TEXT FOR ANALYSIS ::
>>

Karen Johnston, UVic’s associate director of public affairs, says the university has met with Surfrider and shares similar objectives.

“UVic has communicated and met with Surfrider six times in four months (April-August 2021) to hear their concerns about single-use plastics on campus as we share many of the same goals as theirs,” said Johnston.

A group of people from Surfrider UVic cleaning a beach. Photo by Sophie Peters.
Photo provided by Sophie Peters.

Plastic use on campus

Plastic use on campus varies across the university. The most visible example, University Food Services, is what Wilson and Surfrider UVic are focused on as a start.

At their food outlets, the university provides single-use coffee cups, cutlery, bottled water and other drinks, and takeout containers. Since April 2018, University Food Services has stopped using plastic straws and soft plastic wrap.

Some of the plastics used by University Food Services, like coffee cups, lids, and sleeves and the plastic shells for baked goods prior to the pandemic, are recyclable. Disposable cutlery on campus is biodegradable.

The university has had to make some exceptions to these practices during the pandemic, due to supply-chain shortages of packaging and health and safety protocols for packaging single-serve items. They also don’t currently allow people to use reusable mugs, but will promote initiatives for that when COVID-19 protocols permit.

In the SUB, single-use plastics are only used where there are no alternatives, and the plastic that is used is biodegradable as per University of Victoria Students’ Society (UVSS) policy. Director of Finance and Operations Dipayan Nag says the UVSS is working on sustainable-use initiatives in the SUB by bringing them under the banner of a single “EcoFoot” working group.

Wilson says making sure plastics can be recycled doesn’t mean they will be.

“Single-use plastics are not often truly recycled,” she said. “Only nine per cent of plastics in Canada are actually recycled, and that’s a fact.”

Johnston emphasizes the effort taken by the university to ensure single-use plastics are properly disposed of. University staff sort the waste left on food trays into recycling and composting streams in the MOD and Mystic Market, and clear signage is present on all waste disposal stations on campus. 

According to UVic’s 2020-21 Sustainability Action Plan, University Food Services has a current 84 per cent waste diversion rate that they are planning to enhance. Other goals in UVic’s sustainability plan include introducing a fee for single-use coffee cups and eliminating the sale of drinks in plastic bottles.

For Wilson, focusing on the single-use plastics used by University Food Services was a targetable goal because of the visibility of its items and because many of them have compostable or non-disposable alternatives. 

The club isn’t as focused on the packaging used by suppliers, like the packaging that unprepared food items arrive in, for instance. However, UVic says they’re working with their suppliers on this. The university’s 2020 submission to a sustainability self-reporting body says their suppliers use reusable rubber packaging rather than soft plastics and cardboard for many perishable food items. 

Packaging is also an exception in the SUB: policy around limiting plastic use extends only to the single-use items bought directly by the UVSS, like disposable coffee cups.

Why plastic?

Single-use plastics were an obvious target for Wilson because, she says, the time they’re used for is so small compared to their environmental cost. 

“Single-use plastics are used, generally, in under five minutes,” said Wilson.

Despite its average five-minute cafeteria lifespan, plastics have been found to have a long-term impact on the environment. Reports have shown that plastic pollutes the ocean, hurts and kills animals by trapping or being consumed by them, and emits greenhouse gases when it is produced or burned in landfills. 

For Nag, limiting plastic usage is important to the UVSS because it’s something that students care about.

“I believe the saying goes that we don’t inherit the world from our parents but we borrow it from our children,” he said. “What we are doing right now, overall, is unsustainable and that means that we as the students, as youth, have seen that and have taken that up … It’s not just for us but for everyone who comes after us.”

<<

ACTIONS TO TAKE ::
A: According to the article on plastic use at UVic, since when has University Food Services stopped using plastic straws and soft plastic wrap?
B: Reproduce word for word the part of the article on plastic use at UVic that opens with the words containing "For Wilson, focusing" and closes with "perishable food items.".
The data after the article on plastic use at UVic is not needed.

SUPPLIED MATERIAL ::
>>

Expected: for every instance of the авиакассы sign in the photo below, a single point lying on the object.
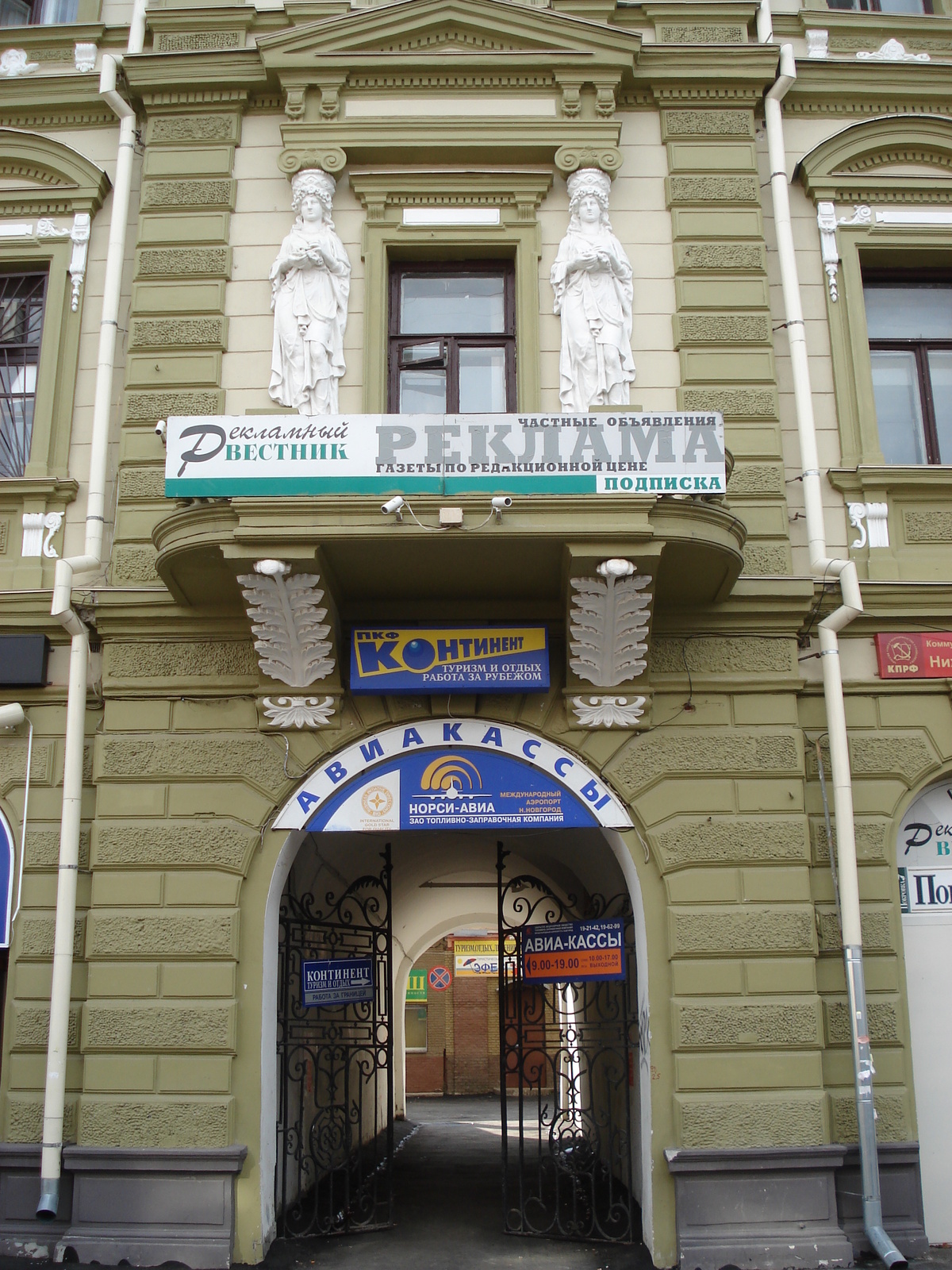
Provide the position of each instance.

<<

ANSWERS IN ORDER ::
A: Since April 2018.

B:
For Wilson, focusing on the single-use plastics used by University Food Services was a targetable goal because of the visibility of its items and because many of them have compostable or non-disposable alternatives. 

The club isn’t as focused on the packaging used by suppliers, like the packaging that unprepared food items arrive in, for instance. However, UVic says they’re working with their suppliers on this. The university’s 2020 submission to a sustainability self-reporting body says their suppliers use reusable rubber packaging rather than soft plastics and cardboard for many perishable food items.